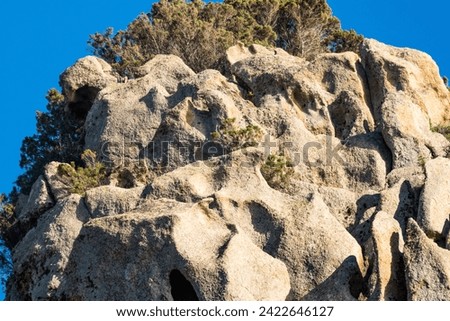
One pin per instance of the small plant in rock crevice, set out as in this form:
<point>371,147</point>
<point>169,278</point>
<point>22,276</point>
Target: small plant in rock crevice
<point>81,179</point>
<point>232,137</point>
<point>277,171</point>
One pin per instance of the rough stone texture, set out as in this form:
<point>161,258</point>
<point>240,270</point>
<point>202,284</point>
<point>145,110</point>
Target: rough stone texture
<point>110,200</point>
<point>38,201</point>
<point>41,256</point>
<point>407,97</point>
<point>427,267</point>
<point>434,208</point>
<point>59,188</point>
<point>81,83</point>
<point>203,222</point>
<point>387,281</point>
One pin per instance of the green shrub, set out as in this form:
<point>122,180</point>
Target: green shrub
<point>232,137</point>
<point>80,179</point>
<point>200,32</point>
<point>277,170</point>
<point>59,137</point>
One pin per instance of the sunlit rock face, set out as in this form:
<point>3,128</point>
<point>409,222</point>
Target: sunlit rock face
<point>289,179</point>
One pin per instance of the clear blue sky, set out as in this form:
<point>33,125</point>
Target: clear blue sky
<point>42,38</point>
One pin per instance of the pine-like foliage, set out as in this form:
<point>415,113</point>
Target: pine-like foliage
<point>59,137</point>
<point>200,32</point>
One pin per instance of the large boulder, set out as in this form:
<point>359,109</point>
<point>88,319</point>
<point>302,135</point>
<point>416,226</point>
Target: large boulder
<point>387,281</point>
<point>285,178</point>
<point>434,207</point>
<point>82,82</point>
<point>427,267</point>
<point>408,98</point>
<point>40,258</point>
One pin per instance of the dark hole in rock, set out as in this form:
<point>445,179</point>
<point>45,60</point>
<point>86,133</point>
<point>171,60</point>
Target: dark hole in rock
<point>181,288</point>
<point>83,101</point>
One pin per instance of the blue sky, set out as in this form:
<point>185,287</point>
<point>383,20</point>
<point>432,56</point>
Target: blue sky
<point>42,38</point>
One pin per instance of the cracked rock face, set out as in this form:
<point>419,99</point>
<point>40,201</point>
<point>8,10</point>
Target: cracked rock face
<point>360,212</point>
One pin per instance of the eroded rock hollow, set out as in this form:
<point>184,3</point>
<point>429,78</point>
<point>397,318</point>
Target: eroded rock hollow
<point>287,180</point>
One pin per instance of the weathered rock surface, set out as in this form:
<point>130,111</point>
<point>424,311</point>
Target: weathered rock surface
<point>387,282</point>
<point>187,216</point>
<point>434,209</point>
<point>40,258</point>
<point>407,98</point>
<point>427,267</point>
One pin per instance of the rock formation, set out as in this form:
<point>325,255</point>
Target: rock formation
<point>287,179</point>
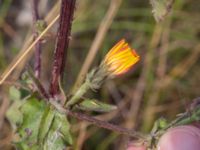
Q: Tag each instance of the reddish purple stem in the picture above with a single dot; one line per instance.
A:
(37, 64)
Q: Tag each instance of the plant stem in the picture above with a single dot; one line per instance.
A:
(62, 42)
(37, 65)
(106, 125)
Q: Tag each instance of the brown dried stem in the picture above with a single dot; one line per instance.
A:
(63, 36)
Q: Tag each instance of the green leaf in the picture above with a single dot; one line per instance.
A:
(32, 111)
(59, 135)
(14, 93)
(42, 127)
(95, 105)
(62, 122)
(46, 122)
(14, 115)
(161, 8)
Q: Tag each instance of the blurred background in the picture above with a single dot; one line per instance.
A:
(162, 84)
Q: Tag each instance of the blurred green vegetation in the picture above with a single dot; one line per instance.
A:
(162, 84)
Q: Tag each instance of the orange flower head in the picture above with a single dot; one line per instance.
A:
(120, 58)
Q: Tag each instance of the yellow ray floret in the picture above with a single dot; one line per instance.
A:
(120, 58)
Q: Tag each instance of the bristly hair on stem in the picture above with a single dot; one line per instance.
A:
(35, 14)
(62, 42)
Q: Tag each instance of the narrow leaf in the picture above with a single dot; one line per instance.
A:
(95, 105)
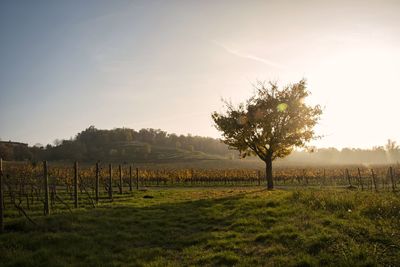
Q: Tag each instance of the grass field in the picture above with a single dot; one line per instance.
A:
(214, 227)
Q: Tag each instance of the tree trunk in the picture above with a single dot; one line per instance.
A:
(268, 173)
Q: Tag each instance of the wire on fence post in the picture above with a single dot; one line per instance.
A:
(360, 179)
(137, 178)
(110, 181)
(120, 179)
(46, 189)
(76, 184)
(392, 178)
(1, 198)
(97, 182)
(130, 178)
(373, 180)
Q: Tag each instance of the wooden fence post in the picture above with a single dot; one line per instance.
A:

## Task instructions
Using the data above, work out how many lines include the word "leaf" and give only that number.

## Completed task
2